PETUNJUK TUGAS:
**1)** Buatlah ringkasan kutipan sumber tentang sikap menghadapi musibah dalam dua kalimat.
**2)** Menurut kutipan sumber tentang sikap menghadapi musibah, apa hal ketiga yang harus kita lakukan?
**3)** Teruskan kutipan sumber tentang sikap menghadapi musibah mulai dari bagian sesudah kalimat terakhirnya.

KUTIPAN SUMBER:
****

6. Waspada dan Kritis

Apa yang bisa kita petik dari musibah yang sedang kita hadapi? Pertama, kita harus selalu mengingat Allah dengan segala ketentuan yang ada di tangan-Nya. Kedua, sebagai manusia yang berakal sehat dan berbudi pekerti luhur, kita harus pandai mengambil hikmah dari setiap musibah seraya berisikap kritis terhadap musibah itu. Ketiga, kita harus melakukan antisipasi terhadap berbagai kemungkinan buruk yang akan menimpa kita.

Sikap kritis dan tanggap juga harus dikembangkan. Sebagai manusia yang diberi akal dan pikiran sehat, kita tidak boleh diam atau lalai melihat keadaan di sekeliling kita yang selalu berubah. Inisiatif yang kreatif dan inovatif dalam menghadapi berbagai situasi yang berubah cepat, perlu terus dilakukan, sehingga tidak berlaku pasif dan menunggu.

Setelah disadari terjadi berbagai peristiwa yang sedang menimpa kita, maka secara cepat harus melakukan tindakan nyata. Sikap tegar menghadapi berbagai persoalan, kemudian diikuti dengan mengembangkan sikap kritis dan tanggap guna menghadapi persoalan (bencana, musibah atau cobaan) yang sedang terjadi.

****

DATA TERKUMPUL:
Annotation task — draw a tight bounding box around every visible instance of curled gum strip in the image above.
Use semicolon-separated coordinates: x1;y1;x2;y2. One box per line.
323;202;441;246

****

JAWABAN TIAP TUGAS:
**1)** Dalam menghadapi musibah, kita harus selalu mengingat Allah, pandai mengambil hikmah sambil bersikap kritis, serta mengantisipasi berbagai kemungkinan buruk yang akan menimpa kita. Sikap kritis dan tanggap perlu dikembangkan melalui inisiatif yang kreatif dan inovatif serta tindakan nyata yang cepat, sehingga kita tidak pasif dan menunggu.

**2)** Melakukan antisipasi terhadap berbagai kemungkinan buruk yang akan menimpa kita.

**3)**
7. Berprasangka Baik

Apa yang terjadi pada kita, semua sudah merupakan ketetapan Allah. Karenanya, kesabaran merupakan kunci utama. Kita tidak boleh buruk sangka (su'udhon) kepada Allah atas apa yang telah menimpa kita, tetapi sebaliknya harus mengembangkan prasangka baik (Khusnu-dhan) kepada-Nya. Sesungguhnya, setelah (timbul) kesulitan akan segera datang kemudahan.

Waspada merupakan keharusan, tetapi rasa was-was itu adalah penyakit dan bisikan syaitan. Kaum muslimin harus senantiasa berlindung diri kepada Allah dari rasa was-was dan ketakutan. Bila hati kita was-was, maka akan muncul berbagai ketakutan yang belum tentu ada, bahkan jantung akan berdegup keras. Itulah sisi negatif, bila kita terbawa pada rasa was-was. Jadi, membiarkan was-was dalam hati kita akan dapat menimbulkan fisik dan psikis sakit.

Rasa was-was bisa mengakibatkan takut dan malas untuk melakukan suatu kegiatan. Karenanya, Rasulullah saw telah memberikan tuntunan untuk selalu berdoa kepada Allah guna menghindari rasa malas dan keengganan untuk melakukan suatu aktivitas, dengan doanya yang berbunyi:

Ya Allah, sesungguhnya aku berlindung kepada-Mu dari sikap malas dan (rasa) lemas." (HR. Bukhari)

 

8. Bersyukur dan Doa

Atas apa yang ada pada kita, semua merupakan rahmat dan karunia Allah. Meski (mungkin saja) telah kehilangan harta benda atau sanak saudara ternyata Allah telah melindungi kita semua dari marabahaya. Kita masih diberi hidup, diberikan keleluasaan untuk melaksanakan tugas-tugas sebagai khalifah Allah di muka bumi. Semua itu harus disyukuri, dengan segala ketentuan balk yang diberikan kepada kita sekalian.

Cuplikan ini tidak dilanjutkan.